# [Task prompt]
Make an exact copy of the entries below with the pictures removed.

Stored data entries
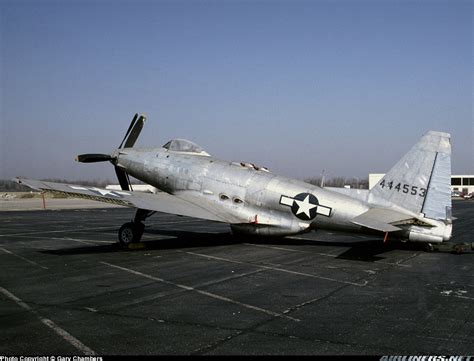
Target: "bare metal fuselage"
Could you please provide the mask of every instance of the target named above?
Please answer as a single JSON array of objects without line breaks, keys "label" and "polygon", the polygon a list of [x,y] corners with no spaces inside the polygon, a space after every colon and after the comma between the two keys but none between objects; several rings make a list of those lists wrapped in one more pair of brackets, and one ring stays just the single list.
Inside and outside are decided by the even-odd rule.
[{"label": "bare metal fuselage", "polygon": [[[250,234],[284,236],[316,228],[357,232],[362,227],[350,220],[368,210],[358,199],[277,176],[248,163],[210,156],[164,148],[124,149],[118,154],[117,165],[165,192],[248,220],[234,223],[232,228]],[[282,204],[282,197],[291,199],[302,193],[314,195],[322,207],[313,220],[295,217],[291,206]]]}]

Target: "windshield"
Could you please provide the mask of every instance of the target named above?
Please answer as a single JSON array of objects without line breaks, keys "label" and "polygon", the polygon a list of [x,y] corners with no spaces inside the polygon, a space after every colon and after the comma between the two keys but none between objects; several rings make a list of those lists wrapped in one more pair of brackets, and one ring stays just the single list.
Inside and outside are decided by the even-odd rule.
[{"label": "windshield", "polygon": [[197,153],[202,155],[209,155],[199,145],[186,139],[173,139],[166,143],[163,148],[173,152]]}]

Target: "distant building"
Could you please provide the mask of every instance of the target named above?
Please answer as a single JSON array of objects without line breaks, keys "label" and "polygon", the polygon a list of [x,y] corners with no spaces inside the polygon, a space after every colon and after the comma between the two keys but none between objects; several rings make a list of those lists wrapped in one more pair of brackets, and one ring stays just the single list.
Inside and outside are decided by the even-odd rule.
[{"label": "distant building", "polygon": [[474,175],[452,175],[451,191],[458,191],[462,194],[474,192]]},{"label": "distant building", "polygon": [[[369,174],[369,189],[376,185],[384,176],[384,173]],[[474,175],[452,175],[451,192],[468,194],[474,192]]]},{"label": "distant building", "polygon": [[372,189],[384,175],[385,173],[369,173],[369,189]]}]

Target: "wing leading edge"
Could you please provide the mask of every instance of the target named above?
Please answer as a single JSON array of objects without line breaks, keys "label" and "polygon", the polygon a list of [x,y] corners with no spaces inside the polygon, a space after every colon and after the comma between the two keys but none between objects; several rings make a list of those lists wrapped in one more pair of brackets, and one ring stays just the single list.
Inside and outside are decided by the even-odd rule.
[{"label": "wing leading edge", "polygon": [[165,192],[150,194],[132,191],[113,191],[96,187],[43,182],[23,178],[16,178],[15,181],[30,188],[49,193],[228,223],[228,220],[223,216],[214,214],[195,203],[188,202]]}]

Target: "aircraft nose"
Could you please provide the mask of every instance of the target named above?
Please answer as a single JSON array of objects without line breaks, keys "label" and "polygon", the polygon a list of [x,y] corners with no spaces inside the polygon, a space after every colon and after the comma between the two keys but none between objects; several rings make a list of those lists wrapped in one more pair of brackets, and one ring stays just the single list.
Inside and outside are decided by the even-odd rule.
[{"label": "aircraft nose", "polygon": [[115,150],[112,152],[111,156],[112,156],[112,158],[114,158],[114,159],[116,160],[116,159],[118,159],[119,154],[120,154],[120,149],[115,149]]},{"label": "aircraft nose", "polygon": [[136,160],[136,153],[131,149],[116,149],[112,157],[115,166],[127,169]]}]

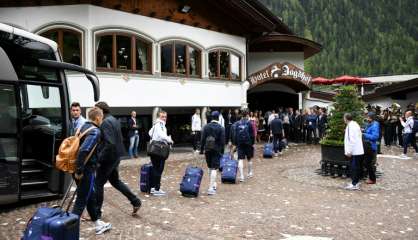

# [Answer section]
Target: "bare metal fuselage"
Could you please provide the mask of every instance of the target named above?
Please answer as a single JSON array of objects without line breaks, keys "label" and "polygon", the polygon a list of [x,y] corners with no spaces inside the polygon, a space after every colon and after the comma between the two keys but none between objects; several rings make a list of those lists wrapped in one more pair of brackets, and one ring stays just the single list.
Inside and outside are decided by the even-odd rule.
[{"label": "bare metal fuselage", "polygon": [[[250,234],[284,236],[316,228],[357,232],[362,227],[350,220],[368,210],[358,199],[277,176],[248,163],[210,156],[164,148],[124,149],[118,154],[117,165],[165,192],[248,220],[234,223],[232,228]],[[282,204],[282,197],[291,199],[302,193],[314,195],[322,207],[313,220],[295,217],[291,206]]]}]

Target: "windshield"
Could you please provide the mask of every instance of the target named above?
Please answer as a single JSON array of objects without line breaks, keys "label" and "polygon", the polygon a list of [x,y] corners with no spaces inside the polygon, a space after every colon and after the comma between the two keys but none between objects; several rings make a list of those lists wrapped in one more pair of brackets, and one ring stays just the single list.
Inside and outside are decided by the even-odd rule.
[{"label": "windshield", "polygon": [[197,153],[202,155],[209,155],[199,145],[186,139],[173,139],[166,143],[163,148],[173,152]]}]

Target: "distant building"
Could you please provide the mask of every instance of the target named above?
Please answer as a single JSON array of objects without line breaks, keys "label" and "polygon", the polygon a list of [x,y] corners with no spaces inside the polygon, a space after every colon and after the comma between the two keys but none between objects; several rings make a list of those lists wrapped in one more pair of brackets, and one ring stays just the single list.
Inside and outside are decided by the even-odd rule.
[{"label": "distant building", "polygon": [[474,175],[452,175],[451,191],[458,191],[462,194],[474,192]]},{"label": "distant building", "polygon": [[[369,174],[369,189],[376,185],[384,176],[384,173]],[[474,175],[452,175],[451,192],[468,194],[474,192]]]},{"label": "distant building", "polygon": [[372,189],[384,175],[385,173],[369,173],[369,189]]}]

Target: "wing leading edge"
Could you please provide the mask of every instance of the target named above?
Please answer as a single JSON array of objects without line breaks, keys "label" and "polygon", the polygon a list of [x,y] corners with no spaces inside the polygon, a space after every colon and after the comma between the two keys but none between objects; several rings make a list of those lists wrapped in one more pair of brackets, and one ring stays just the single list.
Inside and outside are decided by the even-odd rule.
[{"label": "wing leading edge", "polygon": [[165,192],[150,194],[132,191],[113,191],[96,187],[43,182],[23,178],[16,178],[15,181],[30,188],[49,193],[228,223],[228,220],[223,216],[214,214],[195,203],[188,202]]}]

Target: "aircraft nose"
Could you please provide the mask of every instance of the target named above?
Please answer as a single JSON array of objects without line breaks, keys "label" and "polygon", the polygon a list of [x,y] corners with no spaces inside the polygon, a space after every colon and after the comma between the two keys but none between objects; several rings make a list of those lists wrapped in one more pair of brackets, and one ring stays just the single list.
Inside and outside are decided by the even-odd rule.
[{"label": "aircraft nose", "polygon": [[115,150],[112,152],[111,156],[112,156],[112,158],[114,158],[114,159],[116,160],[116,159],[118,159],[119,154],[120,154],[120,149],[115,149]]},{"label": "aircraft nose", "polygon": [[136,160],[136,153],[131,149],[116,149],[112,157],[115,166],[127,169]]}]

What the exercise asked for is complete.